**WHAT THIS TASK INVOLVES:** Identify every line in the rows below that contains the word "young", and copy each such line in full.

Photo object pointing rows
==============================

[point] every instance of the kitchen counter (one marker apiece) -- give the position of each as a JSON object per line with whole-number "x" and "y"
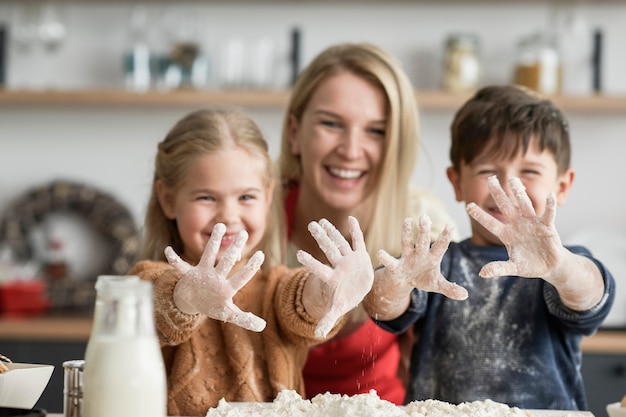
{"x": 78, "y": 328}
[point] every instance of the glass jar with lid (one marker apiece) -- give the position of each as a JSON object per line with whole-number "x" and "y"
{"x": 461, "y": 63}
{"x": 538, "y": 64}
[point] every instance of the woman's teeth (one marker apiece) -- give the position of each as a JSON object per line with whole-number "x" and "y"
{"x": 348, "y": 174}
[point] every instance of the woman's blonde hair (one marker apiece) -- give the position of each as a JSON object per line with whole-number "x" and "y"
{"x": 382, "y": 70}
{"x": 200, "y": 133}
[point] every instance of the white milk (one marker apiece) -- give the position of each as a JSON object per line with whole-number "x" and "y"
{"x": 124, "y": 377}
{"x": 124, "y": 374}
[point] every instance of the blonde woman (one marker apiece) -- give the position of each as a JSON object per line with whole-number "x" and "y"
{"x": 349, "y": 146}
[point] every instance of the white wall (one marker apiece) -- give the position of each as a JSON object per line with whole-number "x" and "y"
{"x": 112, "y": 147}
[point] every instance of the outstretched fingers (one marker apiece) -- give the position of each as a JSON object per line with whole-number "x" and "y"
{"x": 326, "y": 242}
{"x": 232, "y": 254}
{"x": 324, "y": 272}
{"x": 358, "y": 241}
{"x": 174, "y": 260}
{"x": 213, "y": 246}
{"x": 242, "y": 277}
{"x": 502, "y": 200}
{"x": 523, "y": 201}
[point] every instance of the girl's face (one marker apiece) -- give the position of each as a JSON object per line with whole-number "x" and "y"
{"x": 536, "y": 169}
{"x": 222, "y": 187}
{"x": 341, "y": 141}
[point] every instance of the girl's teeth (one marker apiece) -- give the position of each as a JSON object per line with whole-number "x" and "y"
{"x": 345, "y": 173}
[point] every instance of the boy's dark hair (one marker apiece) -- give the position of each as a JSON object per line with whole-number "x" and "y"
{"x": 505, "y": 118}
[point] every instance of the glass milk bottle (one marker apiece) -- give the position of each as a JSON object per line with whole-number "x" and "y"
{"x": 124, "y": 375}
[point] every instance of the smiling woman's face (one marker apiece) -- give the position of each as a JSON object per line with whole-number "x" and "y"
{"x": 341, "y": 140}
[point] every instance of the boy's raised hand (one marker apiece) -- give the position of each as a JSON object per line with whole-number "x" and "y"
{"x": 533, "y": 243}
{"x": 206, "y": 287}
{"x": 348, "y": 279}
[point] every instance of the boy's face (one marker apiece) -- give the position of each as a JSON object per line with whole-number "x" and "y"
{"x": 536, "y": 169}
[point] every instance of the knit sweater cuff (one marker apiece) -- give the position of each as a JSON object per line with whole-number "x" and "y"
{"x": 290, "y": 292}
{"x": 173, "y": 326}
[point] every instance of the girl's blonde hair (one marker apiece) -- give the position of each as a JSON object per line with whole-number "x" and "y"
{"x": 200, "y": 133}
{"x": 382, "y": 70}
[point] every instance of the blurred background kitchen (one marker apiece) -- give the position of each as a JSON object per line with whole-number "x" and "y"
{"x": 89, "y": 88}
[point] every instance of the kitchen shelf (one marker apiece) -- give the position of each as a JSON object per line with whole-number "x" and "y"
{"x": 273, "y": 99}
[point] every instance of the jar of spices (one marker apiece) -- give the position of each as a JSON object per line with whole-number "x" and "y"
{"x": 538, "y": 65}
{"x": 461, "y": 63}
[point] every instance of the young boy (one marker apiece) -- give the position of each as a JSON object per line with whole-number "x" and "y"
{"x": 516, "y": 338}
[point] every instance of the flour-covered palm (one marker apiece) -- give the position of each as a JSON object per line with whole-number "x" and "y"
{"x": 420, "y": 264}
{"x": 533, "y": 244}
{"x": 206, "y": 288}
{"x": 350, "y": 276}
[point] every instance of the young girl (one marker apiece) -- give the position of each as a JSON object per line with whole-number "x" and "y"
{"x": 227, "y": 329}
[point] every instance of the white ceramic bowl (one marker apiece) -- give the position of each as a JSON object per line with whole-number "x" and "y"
{"x": 616, "y": 410}
{"x": 22, "y": 385}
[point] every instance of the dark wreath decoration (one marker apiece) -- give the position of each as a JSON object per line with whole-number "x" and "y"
{"x": 101, "y": 210}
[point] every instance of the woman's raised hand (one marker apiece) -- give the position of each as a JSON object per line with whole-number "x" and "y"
{"x": 206, "y": 288}
{"x": 420, "y": 264}
{"x": 348, "y": 278}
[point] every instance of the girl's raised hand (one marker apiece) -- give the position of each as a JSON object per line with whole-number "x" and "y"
{"x": 206, "y": 287}
{"x": 348, "y": 279}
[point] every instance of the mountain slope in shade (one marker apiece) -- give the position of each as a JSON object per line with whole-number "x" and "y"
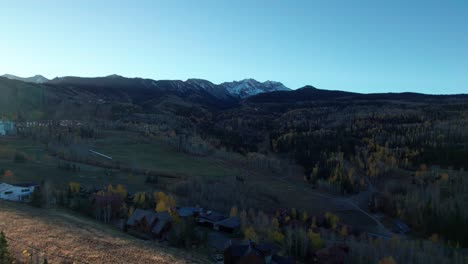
{"x": 34, "y": 79}
{"x": 250, "y": 87}
{"x": 140, "y": 91}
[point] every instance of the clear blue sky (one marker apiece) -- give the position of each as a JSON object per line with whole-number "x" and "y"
{"x": 363, "y": 46}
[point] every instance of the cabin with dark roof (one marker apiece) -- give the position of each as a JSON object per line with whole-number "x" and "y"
{"x": 229, "y": 225}
{"x": 401, "y": 227}
{"x": 209, "y": 218}
{"x": 188, "y": 211}
{"x": 20, "y": 192}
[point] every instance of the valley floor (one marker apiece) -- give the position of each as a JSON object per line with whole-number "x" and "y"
{"x": 64, "y": 237}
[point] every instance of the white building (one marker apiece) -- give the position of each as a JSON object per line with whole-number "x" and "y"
{"x": 17, "y": 192}
{"x": 7, "y": 128}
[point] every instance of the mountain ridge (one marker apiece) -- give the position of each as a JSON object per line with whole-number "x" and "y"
{"x": 34, "y": 79}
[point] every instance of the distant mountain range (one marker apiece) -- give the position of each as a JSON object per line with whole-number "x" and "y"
{"x": 250, "y": 87}
{"x": 116, "y": 97}
{"x": 239, "y": 89}
{"x": 34, "y": 79}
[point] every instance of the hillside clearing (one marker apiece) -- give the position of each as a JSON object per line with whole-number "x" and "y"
{"x": 60, "y": 233}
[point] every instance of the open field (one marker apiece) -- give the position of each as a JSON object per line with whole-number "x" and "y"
{"x": 62, "y": 236}
{"x": 154, "y": 154}
{"x": 291, "y": 192}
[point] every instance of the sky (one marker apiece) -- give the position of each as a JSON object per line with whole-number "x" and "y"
{"x": 361, "y": 46}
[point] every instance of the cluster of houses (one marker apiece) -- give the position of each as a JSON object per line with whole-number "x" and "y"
{"x": 151, "y": 224}
{"x": 17, "y": 192}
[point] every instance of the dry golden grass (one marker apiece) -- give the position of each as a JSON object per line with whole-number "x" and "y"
{"x": 79, "y": 240}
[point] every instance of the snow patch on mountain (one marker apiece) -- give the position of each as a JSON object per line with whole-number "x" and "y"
{"x": 250, "y": 87}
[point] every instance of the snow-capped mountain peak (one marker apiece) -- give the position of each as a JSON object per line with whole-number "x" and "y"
{"x": 250, "y": 87}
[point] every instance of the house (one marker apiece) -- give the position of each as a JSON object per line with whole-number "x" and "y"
{"x": 7, "y": 128}
{"x": 149, "y": 224}
{"x": 332, "y": 255}
{"x": 230, "y": 225}
{"x": 17, "y": 192}
{"x": 188, "y": 211}
{"x": 401, "y": 227}
{"x": 106, "y": 206}
{"x": 209, "y": 218}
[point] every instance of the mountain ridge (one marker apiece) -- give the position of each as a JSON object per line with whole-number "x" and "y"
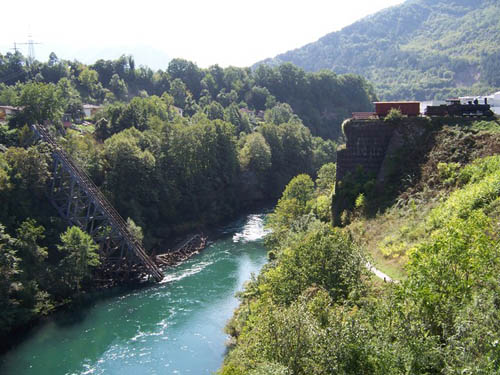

==============================

**OUTPUT FOR THIS TASK:**
[point] every instance of the young boy (one marker apiece) -- give the position of each as a JSON object per line with whole-number "x" and "y"
[point] every instance of the young girl (one marker apiece) -- give the position of each as a JSON object per line with whole-number "x" and "y"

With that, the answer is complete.